### Work to do
Gather every line in the items below that contains the word "above", and copy each of those lines.

### Records to process
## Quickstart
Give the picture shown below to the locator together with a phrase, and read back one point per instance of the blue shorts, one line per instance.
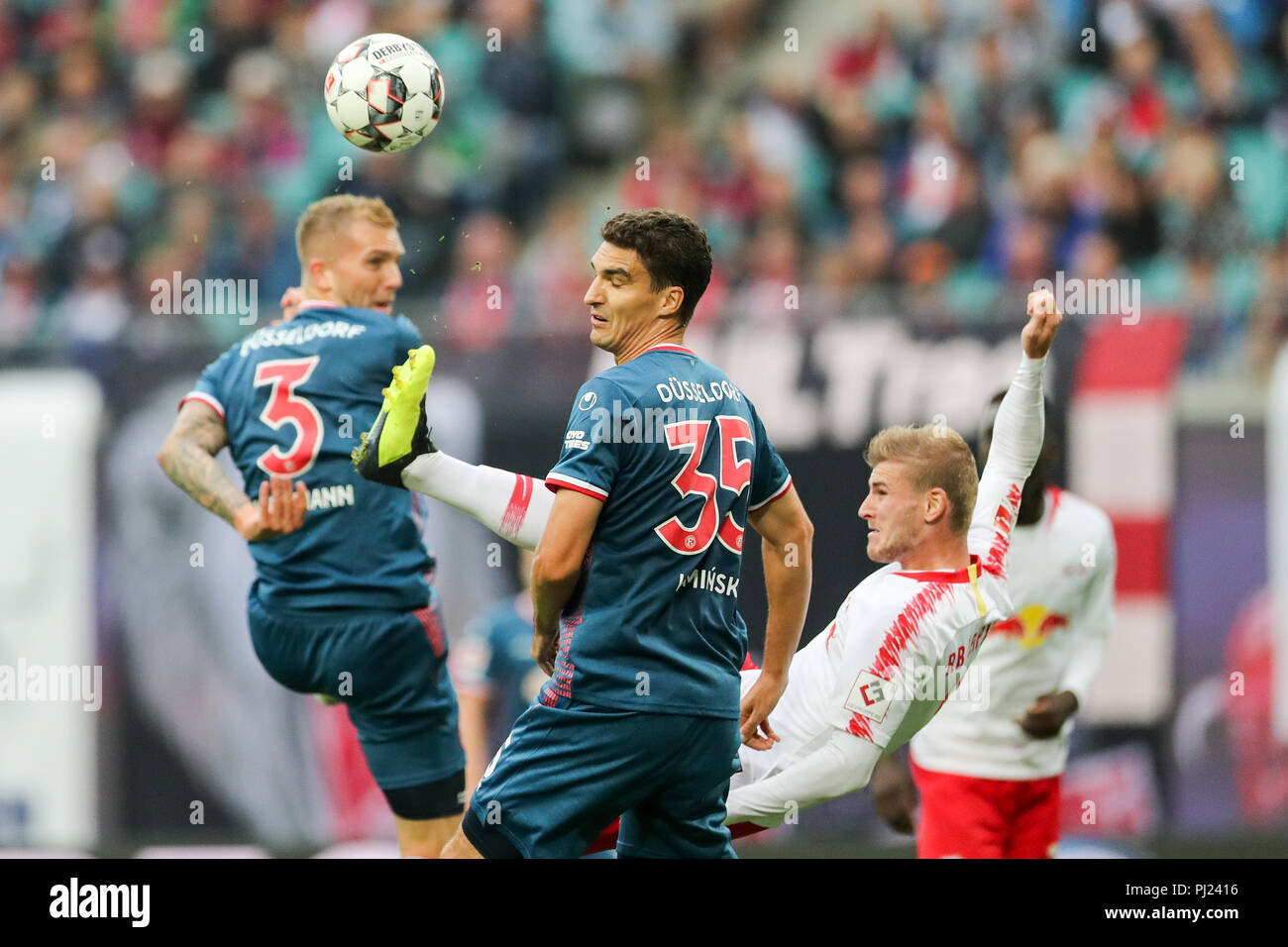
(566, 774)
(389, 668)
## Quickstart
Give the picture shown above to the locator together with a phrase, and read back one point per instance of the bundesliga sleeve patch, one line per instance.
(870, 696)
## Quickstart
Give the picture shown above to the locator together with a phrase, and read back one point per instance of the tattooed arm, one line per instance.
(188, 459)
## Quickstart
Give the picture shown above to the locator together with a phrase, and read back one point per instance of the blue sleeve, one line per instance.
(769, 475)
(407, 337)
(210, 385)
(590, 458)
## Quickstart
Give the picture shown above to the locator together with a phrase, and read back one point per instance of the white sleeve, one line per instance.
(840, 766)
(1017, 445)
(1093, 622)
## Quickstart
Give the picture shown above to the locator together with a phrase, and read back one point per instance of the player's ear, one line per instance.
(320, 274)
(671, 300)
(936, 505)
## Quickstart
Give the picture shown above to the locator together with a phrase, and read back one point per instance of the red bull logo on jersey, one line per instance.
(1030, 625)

### Task answer
Give the picture shown above to the locator together with a phrase, and read back one point per instance of the bundesliga sleeve patch, one line per instance.
Give the picture shown above to the locator together with a phrase, and read back one point per instance of the tattooed arm, one line per instance.
Give the picture shown above to the locator together with a phrase, and read back one point per instance of the blue sleeve, one line per instance.
Give the picture shown above to the locator together with a phrase, and read back one point per instance of the white sleeve, one line per instance.
Give the picture shown above to the locator together with a phrase, and read back one point per instance of the player's ear, one line per instance.
Give the picture shown above to the locator together with a phrase, and read back one point per instance of the red bull logo on jersey, one line per instance.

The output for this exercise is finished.